> **Tugas dan Latihan**:
a) Menurut kutipan tentang kunjungan ke Taman Safari, berapa lama waktu yang dibutuhkan untuk perjalanan pulang?
b) Teruskan kutipan tentang kunjungan ke Taman Safari, dimulai setelah kalimat terakhir yang tercantum.

─── Kutipan yang Diberikan ───

Monday, March 21, 2016

Menyusuri Free Range Wildlife Taman Safari

Seorang anak memberi wortel kepada rusa
Percaya atau tidak, ini pertama kalinya saya pergi ke Taman Safari. Iya, di usia saya yang ke 30 tahun ini. Memang sih, saya besar di Jogja, jadi objek wisata di luar kota menjadi tidak terjamah. Kalaupun iya, pilihan pasti jatuh ke Dufan dan sejenisnya mengingat Taman Safari lebih cocok untuk anak-anak. Karena sekarang saya punya anak balita, maka saya mendadak terobsesi dengan semua objek wisata yang bisa membuat anak saya super happy berada disana, hehe..

Setelah membulatkan tekad untuk mengunjungi Taman Safari, (yang artinya menyisihkan budget Rp 150.000 dikali tiga) kami pun memilih hari Sabtu di awal bulan dan berangkat jam 8.30. Biasanya, kalau mau ke arah Bogor atau Puncak, jam 9 ke bawah masih aman dari macet. Sayangnya, kami salah memilih rute melalui kota Bogor dan menghabiskan tiga jam lebih untuk sampai ke lokasi. Sementara itu, pulangnya kami hanya membutuhkan 1,5 jam melalui jalur berbeda.

Gerbang masuk jalur safari mobil
Sampai di Taman Safari, Aksa yang memang sedang gandrung-gandrungnya dengan segala jenis hewan langsung tidak berkedip memandang patung-patung hewan di gerbang masuk dan loket, plus berteriak-teriak heboh. Setelah membayar dan mendapatkan tanda masuk serta brosur merangkap peta, kami pun mulai memasuki jalur safari/free range wildlife. Jalur ini mengingatkan saya pada film Jurrasic Park, dengan gerbang kayu dan sungai yang membelah jalan. Mobil pun berjalan pelan, cukup banyak mobil yang beriringan bersama kami.

─── Informasi yang Diberikan ───

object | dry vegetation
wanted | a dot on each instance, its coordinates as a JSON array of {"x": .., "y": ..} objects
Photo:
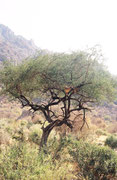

───

> **Jawaban per Tugas**:
a) Perjalanan pulang hanya membutuhkan 1,5 jam melalui jalur yang berbeda.

b)
Akhirnya, muncullah rusa-rusa yang cantik (they are!) dan Aksa pun mulai heboh memanggil rusa. Kaca mobil pun kami buka agar bisa melihat hewan tersebut dengan lebih jelas. Saya melihat mobil-mobil lain menyorongkan seikat wortel kepada rusa-rusa tersebut. Olala, ternyata deretan penjual wortel di jalan masuk Taman Safari itu untuk makanan hewan toh, saya hampir saja membeli untuk dimasak di rumah karena saya kira daerah itu merupakan penghasil wortel, haha..

Hello boy, can I help you? (Combo hemat 2 ya rusa :p )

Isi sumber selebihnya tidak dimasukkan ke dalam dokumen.